Task instructions
(A) Based on the freedb2mysql query examples, decide whether each statement agrees with the text. Answer yes or no for each, and quote the deciding words.
(i) The query for artists named AC%DC found 810 discs.
(ii) The disc Machine 15 by Millencolin was released in 2002.
(iii) The % wildcard stands for any kind and any count of characters.
(B) Answer these questions from the freedb2mysql query examples:
(i) What is the database name in the AC/DC spelling query?
(ii) What genre is listed for Machine 15 by Millencolin?
(iii) How many seconds long is the track "Broken World"?

Given text
Examples for queries

Let´s say you like to examine different (mis-) spellings of the name AC/DC, your freedb2mysql-database is named freedblarge and the mysql-server operates on localhost. Using the SQL-wildcard % for any kind and any count of chars in between you type

T:\public_html\freedb2mysql>java -jar freedb2mysql.jar -dbHost localhost -queryServerForArtist AC%DC -dbName freedblarge

Querying freedblarge (2239351 entries) for discs by artists named AC%DC

Back in Black by AC - DC (10 tracks, 2523 sec, id 7809db0a, genre: rock)
... many lines omitted ...
Rare, Rarer, Rarities by AC~DC (14 tracks, 3522 sec, released 2002, id cc0dc20e, genre: Rock)

810 discs found

Later on you wonder what disc(s) and tracks might be identified by the freeDB-discId c80ac00f in database freedbsmall you type

T:\public_html\freedb2mysql>java -jar freedb2mysql.jar -dbHost localhost -dbName freedbsmall -queryServerForFreeDBDiscId c80ac00f -showTracks

Querying freedbsmall (2239351 entries) for id c80ac00f

Machine 15 by Millencolin (15 tracks, 2752 sec, released 2008, id c80ac00f, genre: Punk)
1	 Machine 15 (by Millencolin, 149 sec)
2	 Done is Done (by Millencolin, 230 sec)
3	 Detox (by Millencolin, 218 sec)
4	 Vicious Circle (by Millencolin, 251 sec)
5	 Broken World (by Millencolin, 188 sec)
6	 Come On (by Millencolin, 218 sec)

Listed records

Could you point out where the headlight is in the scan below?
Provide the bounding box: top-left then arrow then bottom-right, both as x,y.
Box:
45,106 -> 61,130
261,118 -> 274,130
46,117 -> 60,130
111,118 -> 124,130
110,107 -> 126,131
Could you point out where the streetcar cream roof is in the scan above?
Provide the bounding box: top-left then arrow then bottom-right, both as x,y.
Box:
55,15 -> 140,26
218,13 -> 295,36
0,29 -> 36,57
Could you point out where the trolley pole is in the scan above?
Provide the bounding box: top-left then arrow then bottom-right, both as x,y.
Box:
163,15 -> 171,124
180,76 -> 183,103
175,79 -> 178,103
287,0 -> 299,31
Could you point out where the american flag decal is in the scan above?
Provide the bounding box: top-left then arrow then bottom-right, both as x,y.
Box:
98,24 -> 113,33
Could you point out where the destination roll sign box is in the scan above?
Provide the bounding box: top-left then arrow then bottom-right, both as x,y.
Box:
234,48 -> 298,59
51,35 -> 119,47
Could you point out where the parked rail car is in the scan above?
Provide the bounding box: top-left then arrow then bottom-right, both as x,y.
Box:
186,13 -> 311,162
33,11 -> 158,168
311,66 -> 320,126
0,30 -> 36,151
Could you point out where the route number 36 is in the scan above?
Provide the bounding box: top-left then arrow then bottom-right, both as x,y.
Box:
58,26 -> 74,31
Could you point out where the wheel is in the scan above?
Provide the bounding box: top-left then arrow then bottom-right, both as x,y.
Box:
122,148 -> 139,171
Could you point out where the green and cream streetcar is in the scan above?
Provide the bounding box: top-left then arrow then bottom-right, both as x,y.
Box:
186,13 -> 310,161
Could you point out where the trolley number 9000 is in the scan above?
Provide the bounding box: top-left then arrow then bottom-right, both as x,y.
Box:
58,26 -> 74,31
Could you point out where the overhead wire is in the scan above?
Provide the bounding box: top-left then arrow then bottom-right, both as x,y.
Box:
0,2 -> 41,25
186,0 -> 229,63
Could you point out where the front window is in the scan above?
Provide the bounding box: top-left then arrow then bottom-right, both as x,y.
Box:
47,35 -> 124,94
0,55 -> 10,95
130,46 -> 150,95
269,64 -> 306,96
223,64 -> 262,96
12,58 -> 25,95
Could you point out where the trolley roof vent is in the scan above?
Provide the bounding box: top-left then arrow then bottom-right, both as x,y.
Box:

Completed exercise
(A)
(i) Yes: "810 discs found"
(ii) No: "released 2008"
(iii) Yes: "the SQL-wildcard % for any kind and any count of chars in between"

(B)
(i) freedblarge
(ii) Punk
(iii) 188 seconds